_Task_
Reproduce, word for word, the portion of the Painting #37 post from "The routes of fate, with" up to and including "me on my way.".

_Provided passage_
-.-.-

Painting #37

Here is my painting number 37:

Oil Painting #37 Marshland at Sunset (45 x 25.3 cm)
Painting #37 Marshland at Sunset (45 x 25.3 cm)

The photo is somewhat underexposed – the actual painting is a bit lighter with more colour variation in the darks. I have been seeing abstract paintings in my mind whenever I close my eyes. But I did the underpainting for this scene a few days ago (picture below), and it was waiting to be finished.

Oil Painting #37 Marshland at Sunset (45 x 25.3 cm) - Underpainting
Oil Painting #37 Marshland at Sunset (45 x 25.3 cm) – Underpainting

This painting is based on my earlier painting #26, but this time I widened the composition and painted on a better surface!

Today was a beautiful, crisp and cold sunny winter’s day and I felt glad and grateful to have sacred time alone in the studio with my family safe and close. At sunset the Hakarimata mountains were shades of purple and green and the sky was flecked with red clouds.

This has been my route of fate thus far in my journey. My cup runneth over.

The Routes of Fate

The routes of fate, with my life I take their measure
And reflect on them with one half of my mind.
Days when the green wheat rolls and billows,
When the cuckoo’s call counts out what cannot be lost
And the farmers follow the wind with their ploughs –
With gentle understanding these I have linked together.

Gladly I bend under my burden of nettles and dead wood,
The sky is a crystal tambourine which softly your fingers shake,
Lombardy poplars escort me on my way.

Your goodness is like old sunshine on twigs that will soon be sprouting.
I am quiet with you.
White doves fly up to your heart.

Heinz Pointek (translated by Michael Hamburger in Modern European Poetry)

Thanks to all who commented and liked my last post. I felt quite fond of this painting and it was so rewarding to see such an encouraging response. I hope you have a great day filled with happiness and contentment.

9 thoughts on “Painting #37

  1. I like the “broader” canvas for this painting. Of course, I liked the original, smaller version, too. It’s a peaceful scene. I can imagine marsh birds coming home and settling down for the night. You mentioned the Hakarimata mountains and gave a beautiful description. Perhaps we’ll see these colorful mountains in your paintings.

-.-.-

_Data block_

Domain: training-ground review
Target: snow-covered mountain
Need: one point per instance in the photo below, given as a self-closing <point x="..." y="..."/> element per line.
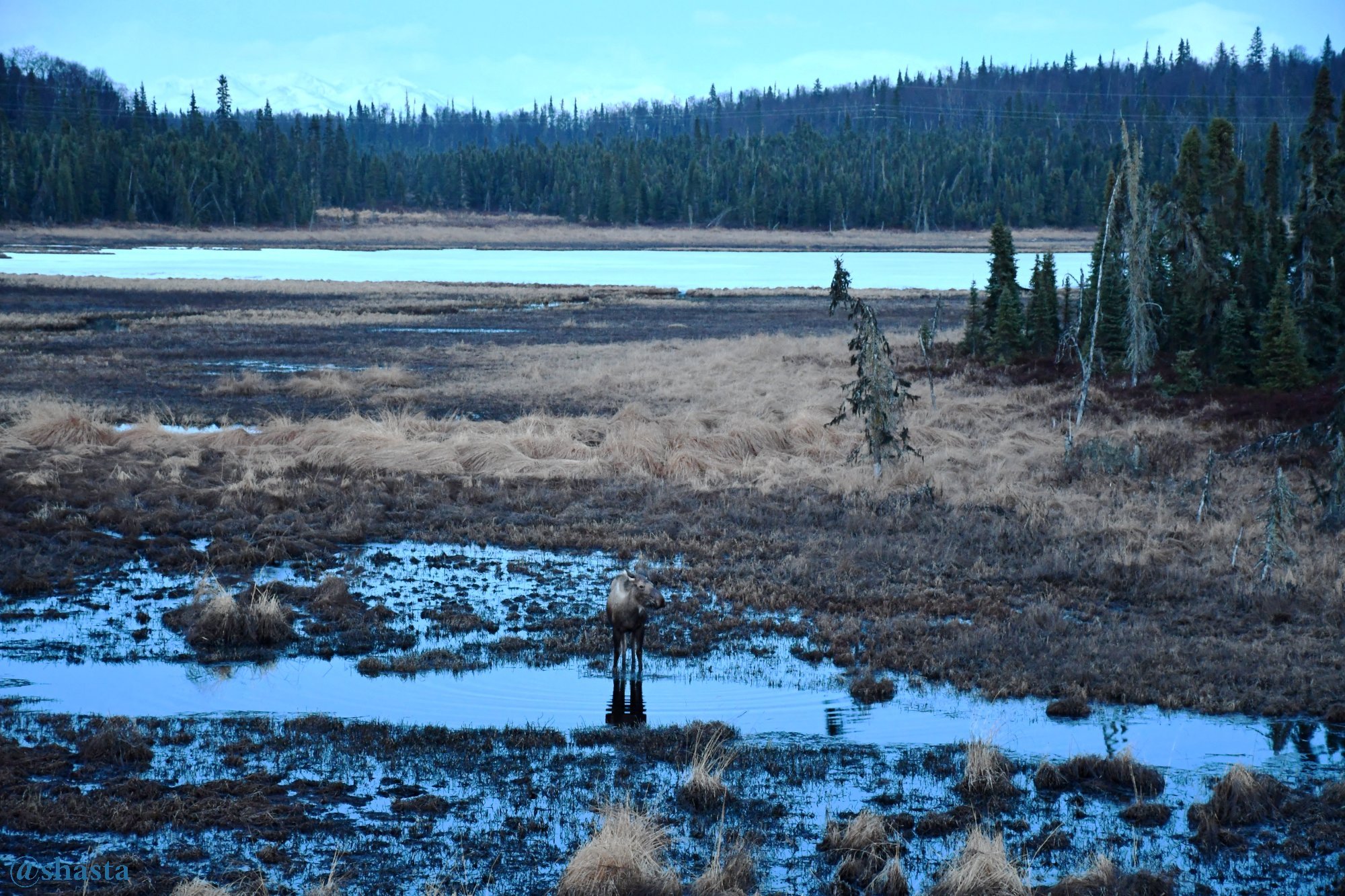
<point x="298" y="93"/>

-.-.-

_Result below_
The routes of fate, with my life I take their measure
And reflect on them with one half of my mind.
Days when the green wheat rolls and billows,
When the cuckoo’s call counts out what cannot be lost
And the farmers follow the wind with their ploughs –
With gentle understanding these I have linked together.

Gladly I bend under my burden of nettles and dead wood,
The sky is a crystal tambourine which softly your fingers shake,
Lombardy poplars escort me on my way.